### Texto proporcionado
Empieza entonces una amistad literaria y personal que dura ocho años, antes de cualquier brote nadaísta. Estamos en 1951 y el Manifiesto Nadaísta se publica en el 58. Son unas épocas muy bellas de lectura, de charlas, y Gonzalo al fin le dice a su padre que no quiere estudiar, que lo que quiere es ser escritor y ya se destapa en la familia. Es como decir que se va del país, que se va de la casa, casi una apostasía.
Don Paco había conseguido una finquita minúscula por Belén arriba. Entonces Gonzalo decidió irse para allá, y se metió a escribir una novela, que se llama “Después del hombre”. Fue su primer intento literario. No había publicado nada todavía y se lanzó a escribir esa novela. Escribía a lápiz en un libro de contabilidad que le conseguimos nosotros. El personaje se llamaba Vidal Cruz y por eso nosotros lo empezamos a llamar Vidalito. Se pasó todo ese año de 1952 escribiéndola. El dijo en un reportaje, después, que la había quemado. Pero no es cierto. Lo que pasa es que Gonzalo, con el tiempo, dio una vuelta total y se volvió más un promotor de su propia imagen y empezó a decir mentiras, como ésta de que había quemado “Después del hombre”. Hay que tener en cuenta que la vida de un ser humano es un proceso y es casi una idiotez decirlo, pero en los simplismos están las verdades más claras. Uno tiende a creer que el hombre es un hecho dado, que es una estalactita en determinado momento de su vida. Se toma, por ejemplo, a Gonzalo hacia el final y se dice: ése es Gonzalo. No, el ser humano es un proceso y, como todo proceso, es contradictorio, pasa por etapas que se contradicen o se niegan totalmente.
Gonzalo, pues, no quemó esa primera novela, que no fue publicada y cuyo original yo conservo. Se nota que escribía de noche y se advierte febricitante. Es muy bella como testimonio. Hay páginas que no se entienden porque las escribió con desesperación, con angustia. Ahí, en esa novela, sí está el huevo del nadaísmo, que es la angustia de la existencia. Los nadaístas, que se consideran los guardianes de la memoria del movimiento, niegan ese Gonzalo Arango “prehistórico”, por llamarlo así, y muchos creen que Gonzalo arrancó con el nadaísmo. Pero el hombre es un proceso.

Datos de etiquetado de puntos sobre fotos
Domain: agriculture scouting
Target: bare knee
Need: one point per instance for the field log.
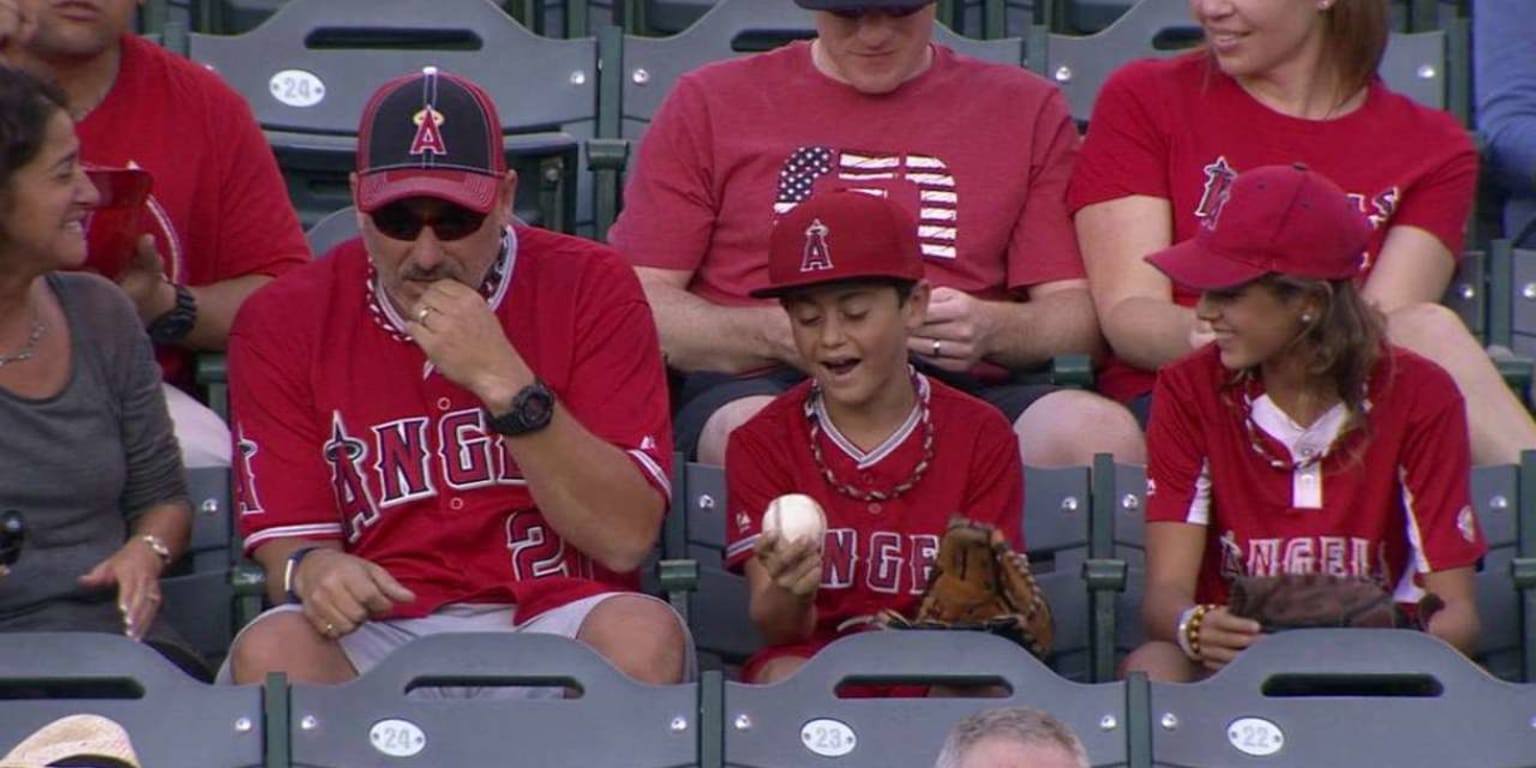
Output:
(639, 636)
(1068, 427)
(1161, 662)
(777, 670)
(286, 642)
(722, 423)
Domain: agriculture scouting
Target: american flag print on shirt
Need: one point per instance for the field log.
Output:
(876, 174)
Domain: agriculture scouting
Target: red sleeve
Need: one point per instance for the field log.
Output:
(754, 475)
(670, 203)
(1436, 469)
(258, 232)
(618, 386)
(1126, 149)
(1043, 244)
(996, 483)
(1441, 200)
(281, 478)
(1178, 472)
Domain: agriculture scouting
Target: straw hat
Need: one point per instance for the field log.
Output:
(72, 738)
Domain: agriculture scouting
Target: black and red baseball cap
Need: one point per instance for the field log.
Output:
(1287, 220)
(840, 235)
(430, 134)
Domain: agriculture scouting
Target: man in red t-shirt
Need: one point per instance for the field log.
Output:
(977, 154)
(888, 452)
(450, 423)
(218, 215)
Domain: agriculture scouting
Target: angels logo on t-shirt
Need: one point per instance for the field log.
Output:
(896, 175)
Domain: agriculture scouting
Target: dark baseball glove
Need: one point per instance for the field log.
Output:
(1315, 599)
(979, 582)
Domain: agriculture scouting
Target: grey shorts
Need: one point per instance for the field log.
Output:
(370, 642)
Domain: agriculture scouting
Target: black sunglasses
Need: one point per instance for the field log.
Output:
(853, 14)
(449, 223)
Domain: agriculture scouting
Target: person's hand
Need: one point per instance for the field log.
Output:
(793, 566)
(1223, 636)
(135, 572)
(956, 334)
(143, 280)
(464, 341)
(340, 592)
(1201, 334)
(17, 26)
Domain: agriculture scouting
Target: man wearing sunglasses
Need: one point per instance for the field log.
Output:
(453, 423)
(979, 154)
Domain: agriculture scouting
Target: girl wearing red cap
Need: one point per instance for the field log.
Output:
(1281, 82)
(1298, 440)
(887, 452)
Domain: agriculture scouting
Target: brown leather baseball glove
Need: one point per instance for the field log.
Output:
(1315, 599)
(979, 582)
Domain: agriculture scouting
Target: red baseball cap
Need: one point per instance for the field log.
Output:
(1277, 218)
(430, 134)
(840, 235)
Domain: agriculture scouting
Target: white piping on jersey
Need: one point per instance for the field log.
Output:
(283, 532)
(655, 470)
(742, 546)
(890, 444)
(1407, 589)
(1301, 443)
(507, 258)
(1200, 504)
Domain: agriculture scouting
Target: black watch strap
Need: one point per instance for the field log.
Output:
(174, 326)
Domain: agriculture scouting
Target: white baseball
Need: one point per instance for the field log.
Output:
(796, 516)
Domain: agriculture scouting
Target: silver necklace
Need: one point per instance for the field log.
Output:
(31, 343)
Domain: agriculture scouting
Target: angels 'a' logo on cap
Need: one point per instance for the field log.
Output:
(817, 257)
(429, 134)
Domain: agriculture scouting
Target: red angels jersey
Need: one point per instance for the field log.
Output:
(1389, 501)
(877, 553)
(343, 430)
(1181, 131)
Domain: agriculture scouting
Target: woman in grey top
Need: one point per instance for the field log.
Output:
(86, 449)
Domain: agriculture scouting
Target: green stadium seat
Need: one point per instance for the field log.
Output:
(172, 719)
(1315, 698)
(802, 721)
(374, 721)
(309, 71)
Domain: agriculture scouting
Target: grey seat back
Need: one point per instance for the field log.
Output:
(172, 719)
(1056, 538)
(312, 66)
(372, 721)
(797, 721)
(1315, 698)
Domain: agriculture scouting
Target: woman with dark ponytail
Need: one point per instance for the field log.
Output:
(1298, 441)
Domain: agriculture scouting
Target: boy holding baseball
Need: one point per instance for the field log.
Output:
(887, 452)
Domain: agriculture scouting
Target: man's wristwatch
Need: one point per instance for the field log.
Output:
(291, 569)
(177, 321)
(530, 412)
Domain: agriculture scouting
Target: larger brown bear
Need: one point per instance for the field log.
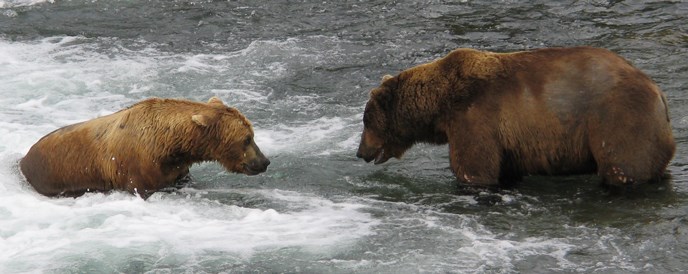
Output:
(142, 149)
(553, 111)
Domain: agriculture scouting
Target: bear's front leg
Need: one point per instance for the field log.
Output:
(475, 158)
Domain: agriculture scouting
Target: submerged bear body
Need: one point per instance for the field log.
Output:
(142, 149)
(555, 111)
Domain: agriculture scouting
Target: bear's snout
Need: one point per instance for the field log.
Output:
(257, 166)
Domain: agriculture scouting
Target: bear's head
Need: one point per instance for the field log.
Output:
(382, 137)
(230, 138)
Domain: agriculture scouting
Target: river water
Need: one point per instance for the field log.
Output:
(301, 72)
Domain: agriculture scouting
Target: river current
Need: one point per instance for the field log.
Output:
(301, 72)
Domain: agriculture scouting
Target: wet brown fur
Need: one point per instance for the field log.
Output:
(553, 111)
(142, 149)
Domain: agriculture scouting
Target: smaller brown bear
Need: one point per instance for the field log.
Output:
(142, 149)
(555, 111)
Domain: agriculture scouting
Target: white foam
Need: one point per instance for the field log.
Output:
(59, 81)
(6, 4)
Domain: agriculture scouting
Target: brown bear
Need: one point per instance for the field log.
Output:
(142, 149)
(554, 111)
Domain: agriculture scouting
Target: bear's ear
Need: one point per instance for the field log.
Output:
(200, 119)
(215, 101)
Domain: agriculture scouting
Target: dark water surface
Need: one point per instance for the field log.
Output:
(301, 72)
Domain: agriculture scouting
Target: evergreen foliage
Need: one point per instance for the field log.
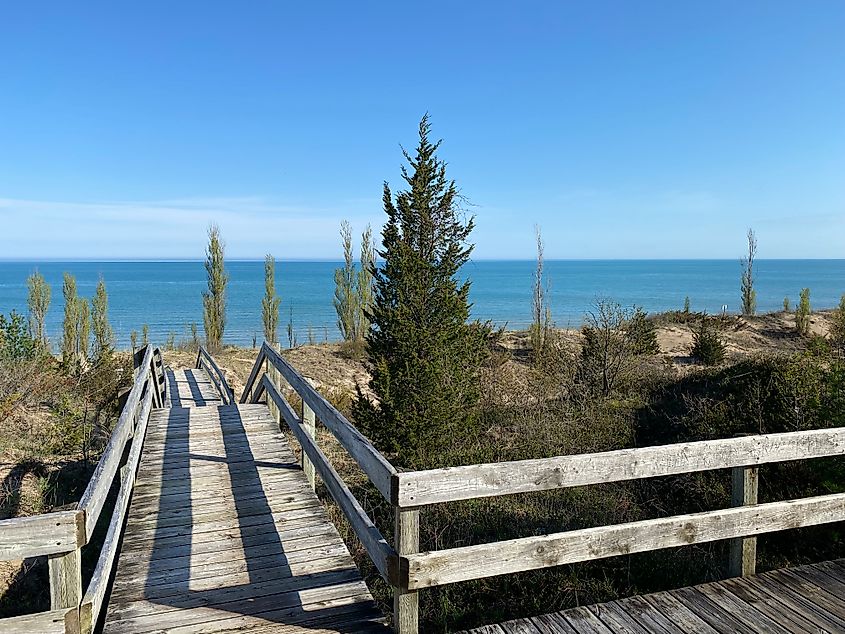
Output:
(424, 357)
(16, 343)
(749, 295)
(707, 346)
(214, 300)
(38, 302)
(270, 302)
(802, 313)
(103, 334)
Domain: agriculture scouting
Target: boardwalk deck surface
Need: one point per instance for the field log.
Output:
(791, 601)
(225, 535)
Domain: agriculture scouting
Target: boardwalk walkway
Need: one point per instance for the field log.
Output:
(791, 601)
(224, 533)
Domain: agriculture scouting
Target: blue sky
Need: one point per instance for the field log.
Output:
(626, 130)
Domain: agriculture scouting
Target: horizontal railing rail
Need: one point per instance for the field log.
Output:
(206, 362)
(62, 535)
(409, 570)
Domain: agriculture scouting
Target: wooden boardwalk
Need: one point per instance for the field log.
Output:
(224, 533)
(791, 601)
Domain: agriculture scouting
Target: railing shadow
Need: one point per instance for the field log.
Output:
(203, 538)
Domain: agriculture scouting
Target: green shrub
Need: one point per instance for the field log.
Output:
(642, 333)
(802, 313)
(707, 346)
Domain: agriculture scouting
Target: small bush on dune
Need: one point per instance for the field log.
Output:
(707, 346)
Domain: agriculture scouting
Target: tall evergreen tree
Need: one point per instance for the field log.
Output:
(270, 302)
(214, 300)
(38, 301)
(423, 355)
(103, 334)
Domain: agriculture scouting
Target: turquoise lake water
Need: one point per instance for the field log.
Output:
(168, 295)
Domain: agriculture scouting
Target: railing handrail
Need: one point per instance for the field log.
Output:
(409, 570)
(206, 362)
(377, 468)
(62, 534)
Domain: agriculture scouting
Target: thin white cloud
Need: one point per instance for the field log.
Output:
(251, 226)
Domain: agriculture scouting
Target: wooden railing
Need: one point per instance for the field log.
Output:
(62, 535)
(206, 362)
(409, 571)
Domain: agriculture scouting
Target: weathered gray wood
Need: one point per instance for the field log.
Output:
(417, 488)
(743, 550)
(376, 466)
(95, 494)
(65, 579)
(52, 622)
(92, 602)
(407, 541)
(530, 553)
(309, 423)
(45, 534)
(380, 552)
(215, 374)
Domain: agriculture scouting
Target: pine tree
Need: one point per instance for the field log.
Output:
(423, 355)
(270, 302)
(38, 301)
(214, 300)
(103, 334)
(70, 327)
(749, 295)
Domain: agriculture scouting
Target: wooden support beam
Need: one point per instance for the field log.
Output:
(743, 556)
(309, 422)
(406, 542)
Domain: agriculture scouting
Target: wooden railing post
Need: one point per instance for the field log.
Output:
(309, 422)
(406, 541)
(65, 579)
(743, 556)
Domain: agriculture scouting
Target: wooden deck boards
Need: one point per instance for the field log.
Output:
(225, 535)
(790, 601)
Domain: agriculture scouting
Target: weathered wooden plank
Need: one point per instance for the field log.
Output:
(789, 616)
(376, 466)
(530, 553)
(95, 494)
(721, 620)
(52, 622)
(743, 550)
(380, 552)
(748, 614)
(406, 537)
(683, 618)
(223, 385)
(418, 488)
(45, 534)
(65, 573)
(92, 601)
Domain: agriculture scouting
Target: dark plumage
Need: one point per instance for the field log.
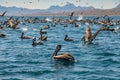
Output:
(63, 56)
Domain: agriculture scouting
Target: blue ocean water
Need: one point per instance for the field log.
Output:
(19, 60)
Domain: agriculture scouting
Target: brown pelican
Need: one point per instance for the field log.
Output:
(2, 35)
(43, 38)
(89, 37)
(3, 13)
(36, 42)
(67, 38)
(42, 32)
(25, 37)
(64, 56)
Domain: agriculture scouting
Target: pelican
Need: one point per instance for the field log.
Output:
(25, 37)
(43, 38)
(36, 42)
(42, 32)
(2, 35)
(3, 13)
(67, 38)
(64, 56)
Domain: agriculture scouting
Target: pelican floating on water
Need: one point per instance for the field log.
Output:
(25, 37)
(34, 43)
(67, 38)
(2, 35)
(64, 56)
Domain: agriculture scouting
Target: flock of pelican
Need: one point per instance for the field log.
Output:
(105, 21)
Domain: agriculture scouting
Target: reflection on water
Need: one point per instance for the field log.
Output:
(19, 60)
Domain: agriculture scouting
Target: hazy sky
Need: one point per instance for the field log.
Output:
(43, 4)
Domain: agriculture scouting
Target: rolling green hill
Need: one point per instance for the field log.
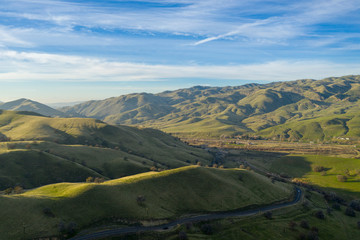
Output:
(328, 107)
(167, 195)
(37, 150)
(31, 106)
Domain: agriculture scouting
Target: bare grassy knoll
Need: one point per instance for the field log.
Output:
(153, 195)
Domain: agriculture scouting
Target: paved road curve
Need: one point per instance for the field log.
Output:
(205, 217)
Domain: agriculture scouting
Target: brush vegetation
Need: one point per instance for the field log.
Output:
(166, 195)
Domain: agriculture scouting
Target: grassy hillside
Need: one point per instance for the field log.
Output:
(303, 167)
(275, 108)
(285, 224)
(167, 195)
(39, 150)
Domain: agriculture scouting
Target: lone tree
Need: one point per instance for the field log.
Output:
(319, 214)
(140, 199)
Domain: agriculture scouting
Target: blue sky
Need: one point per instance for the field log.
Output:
(64, 51)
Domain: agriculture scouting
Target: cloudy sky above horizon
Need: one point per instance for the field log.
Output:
(64, 50)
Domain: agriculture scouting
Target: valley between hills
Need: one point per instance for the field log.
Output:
(150, 159)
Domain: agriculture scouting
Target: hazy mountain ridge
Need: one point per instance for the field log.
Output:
(215, 111)
(31, 106)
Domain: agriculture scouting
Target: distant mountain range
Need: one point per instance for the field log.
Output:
(303, 109)
(31, 106)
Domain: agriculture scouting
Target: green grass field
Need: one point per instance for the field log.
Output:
(335, 226)
(168, 194)
(302, 167)
(37, 150)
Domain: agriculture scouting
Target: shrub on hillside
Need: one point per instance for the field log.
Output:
(341, 178)
(292, 225)
(89, 179)
(355, 204)
(140, 199)
(304, 224)
(268, 215)
(47, 212)
(18, 190)
(336, 206)
(207, 229)
(350, 212)
(319, 214)
(182, 235)
(318, 168)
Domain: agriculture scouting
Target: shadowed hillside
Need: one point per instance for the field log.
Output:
(248, 109)
(165, 195)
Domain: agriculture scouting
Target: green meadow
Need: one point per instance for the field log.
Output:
(167, 195)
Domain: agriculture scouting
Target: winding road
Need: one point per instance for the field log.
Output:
(205, 217)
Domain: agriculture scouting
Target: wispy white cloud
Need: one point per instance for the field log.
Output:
(28, 66)
(258, 21)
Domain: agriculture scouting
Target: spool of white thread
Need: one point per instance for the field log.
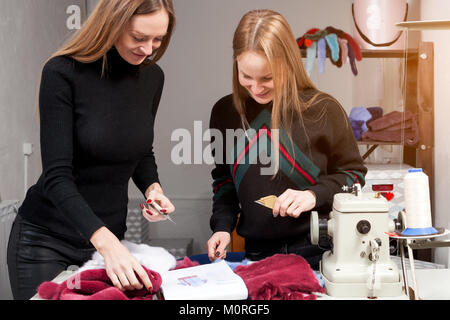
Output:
(417, 204)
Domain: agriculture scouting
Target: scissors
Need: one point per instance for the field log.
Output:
(158, 208)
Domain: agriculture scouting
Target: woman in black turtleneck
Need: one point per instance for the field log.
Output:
(98, 100)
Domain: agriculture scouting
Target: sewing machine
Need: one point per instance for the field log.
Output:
(359, 264)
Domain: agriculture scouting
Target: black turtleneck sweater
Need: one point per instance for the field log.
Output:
(96, 134)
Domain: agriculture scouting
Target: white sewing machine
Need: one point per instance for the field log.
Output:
(359, 263)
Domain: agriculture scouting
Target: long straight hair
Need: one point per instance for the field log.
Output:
(267, 32)
(105, 25)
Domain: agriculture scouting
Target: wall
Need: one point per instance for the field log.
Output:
(440, 10)
(198, 73)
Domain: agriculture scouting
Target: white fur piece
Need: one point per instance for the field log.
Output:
(154, 258)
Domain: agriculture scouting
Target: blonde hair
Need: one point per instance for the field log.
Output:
(267, 32)
(105, 25)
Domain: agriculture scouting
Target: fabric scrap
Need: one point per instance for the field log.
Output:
(280, 277)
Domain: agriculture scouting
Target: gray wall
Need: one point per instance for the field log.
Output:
(31, 30)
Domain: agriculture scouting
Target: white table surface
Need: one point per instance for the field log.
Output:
(432, 284)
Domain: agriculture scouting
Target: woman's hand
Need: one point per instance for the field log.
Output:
(121, 266)
(217, 245)
(293, 202)
(155, 193)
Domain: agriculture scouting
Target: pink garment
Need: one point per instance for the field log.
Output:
(280, 277)
(96, 285)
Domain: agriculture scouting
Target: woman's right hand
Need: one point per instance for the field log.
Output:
(217, 245)
(121, 266)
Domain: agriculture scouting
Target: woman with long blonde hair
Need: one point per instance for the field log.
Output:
(305, 133)
(98, 99)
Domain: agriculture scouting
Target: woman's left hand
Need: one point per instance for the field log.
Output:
(155, 193)
(293, 202)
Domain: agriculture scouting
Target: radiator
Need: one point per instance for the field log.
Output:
(8, 211)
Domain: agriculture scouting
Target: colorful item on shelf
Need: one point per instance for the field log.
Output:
(339, 45)
(344, 50)
(311, 56)
(376, 112)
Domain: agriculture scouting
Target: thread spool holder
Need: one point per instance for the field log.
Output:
(415, 243)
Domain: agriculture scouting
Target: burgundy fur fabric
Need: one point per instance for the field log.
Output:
(96, 285)
(280, 277)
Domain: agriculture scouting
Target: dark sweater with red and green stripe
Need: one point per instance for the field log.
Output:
(322, 157)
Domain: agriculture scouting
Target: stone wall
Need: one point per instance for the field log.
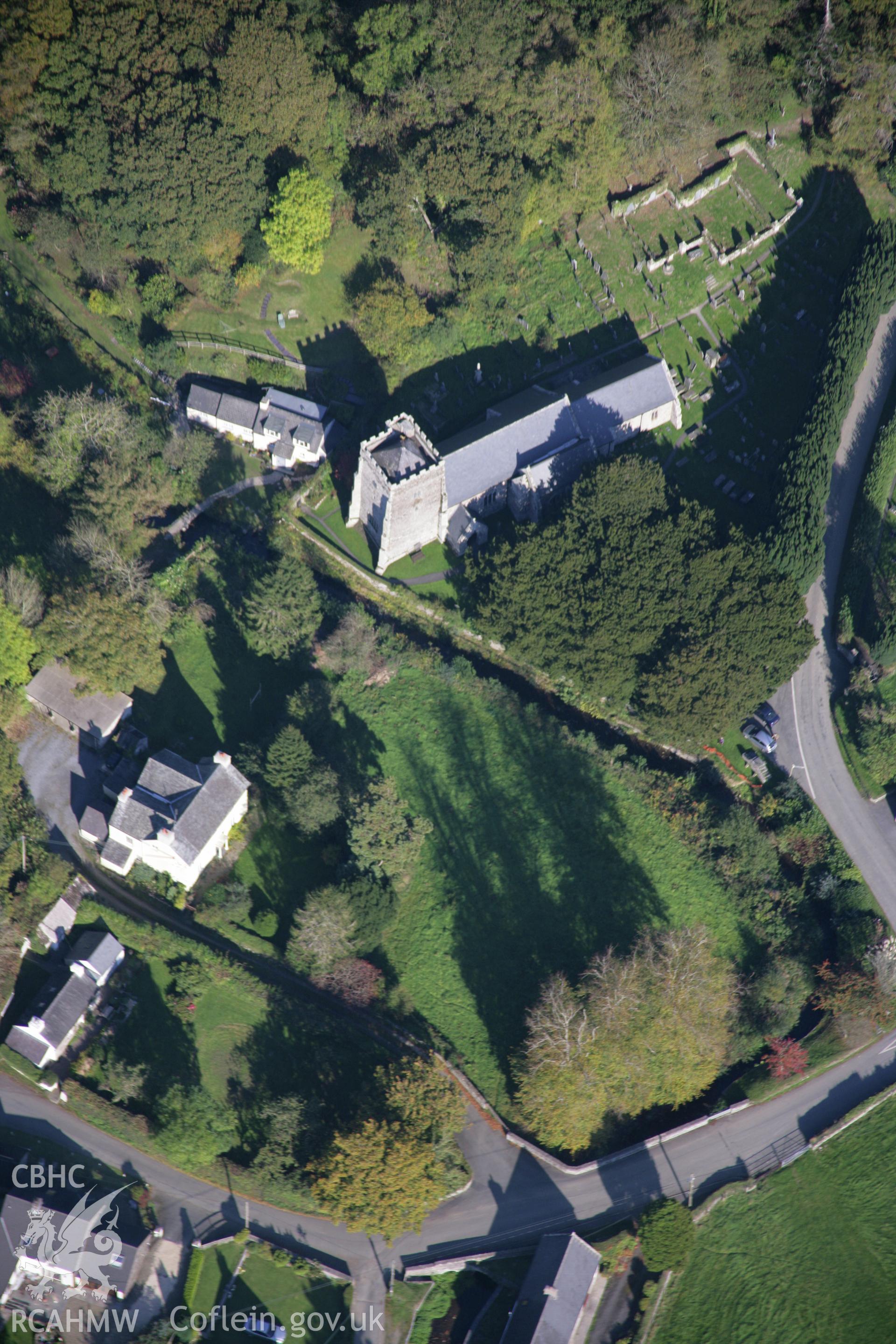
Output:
(412, 518)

### Tarea
Según el texto sobre Gonzalo Arango, ¿por qué hay páginas de «Después del hombre» que no se entienden?

### Respuesta
Porque Gonzalo las escribió con desesperación y con angustia.